• WORK TO COMPLETE:
- A) In the essay about Kentish Town, what six words were on the front of the young man's hoodie?
- B) Render this sentence from the Kentish Town essay in Spanish: "One day last week, however, something else interrupted my usual routine of local sightseeing when a man crossed the road and started to walk limply towards me."
- C) Carry on the Kentish Town essay from its final sentence.

• PAGE EXCERPT:
== == ==
Nothing matches in Kentish Town. On the high street, the neon lights of Creams cosy-up alongside Renoir’s muted, European palette, the faithful, glitching green letters of The Bengal Lancer flicker across its parallel pavements and pdsa stands in all its virtuous innocence, urging you to ‘help a vet help a pet’ before the garish clip art of Rio’s attempts to cover up the perversion that lies inside. The residents follow suit in incompatibility; old pass young, wealthy pass rock-bottom, best-dressed pass just-managed-to-get-dressed. The market prices will tell you that this, folks!, is one of the most desirable places to live in London – but really – it’s just a bed of stone-cold mundanity populated with a clash of people trying to get by. That’s its charm, I guess.
Walking in Kentish Town, I spend most of my time dodging the furrowed-brows of a man who’s convinced that I owe him 20p, or admiring the architectural skills of a woman who has made a roadside home out of waste, or wondering how much longer my unelected neighbours and I will be able to afford to live here. One day last week, however, something else interrupted my usual routine of local sightseeing when a man crossed the road and started to walk limply towards me. He was young, with a face that had lost its youth, and wore an oversized, faded orange hoodie with six piercing words plastered across it: DESPERATE TIMES CALL FOR DESPERATE MEASURES.
== == ==
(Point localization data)
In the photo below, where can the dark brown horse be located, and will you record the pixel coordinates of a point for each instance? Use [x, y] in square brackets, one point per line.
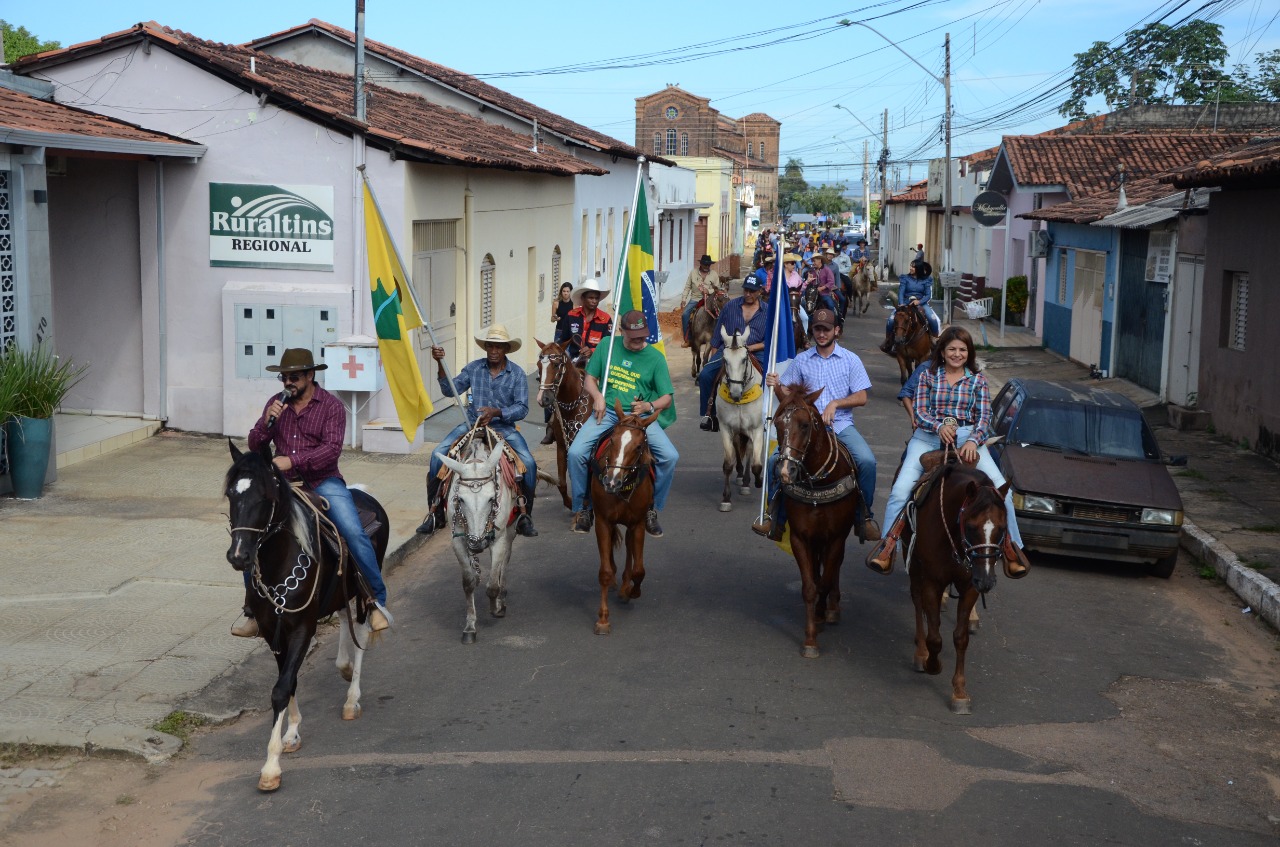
[956, 541]
[297, 577]
[562, 387]
[622, 495]
[822, 499]
[912, 340]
== == ==
• SOLVED TASKS:
- A) DESPERATE TIMES CALL FOR DESPERATE MEASURES.

- B) Un día de la semana pasada, sin embargo, algo más interrumpió mi rutina habitual de turismo local cuando un hombre cruzó la calle y empezó a caminar lánguidamente hacia mí.

- C)
I looked, I shuddered, I looked again.
The phrase caught me off-guard, hitting my throat like the first sting of sour haribo or the sudden throb of biting your tongue. Maybe because it was so provocative, maybe because I felt a pang of empathy for him, maybe because it exposed an ugly truth about us all. I think it would be fair to say that we’re living in desperate times; the economy is failing, our capacity for intimacy is shrinking and the possibility of even more political conflict is looming. Sure, we’ve endured states like this before, but have you ever paused to take a look at your natural reflexes to the uncontrollable? It’s wildly uncomfortable, and seeing it worn as a public statement on that afternoon felt confronting.
When I think of ‘desperate measures’, my mind initially visits the scene of an addict, someone who can’t say no to something toxic or more exposingly, someone far removed from myself. But when I dig deeper, I realise that desperate measures are all around us; some open, some hidden, some surfacely pure, some laced with shame. Desperate measures reside in your fingertips as you reach for a session of late-night scrolling, they encourage the ache of your eyes as you escape to another Netflix episode, they whisper the lure of pornography as you try to bandage up your loneliness and they lay seductively at the bottom of your chosen nightcap. Desperate measures are fast yet mindless, they are accessible yet fleeting, they are alluring yet empty and they are promising yet deceitful. In the grip of desperate measures, our tenderness is directed into the wrong hands and our vulnerability hangs in the balance of “help me” without support. In this catalogue of reactions to hardship, we may have our preferences but, from shallow to sinking, we all respond to its call.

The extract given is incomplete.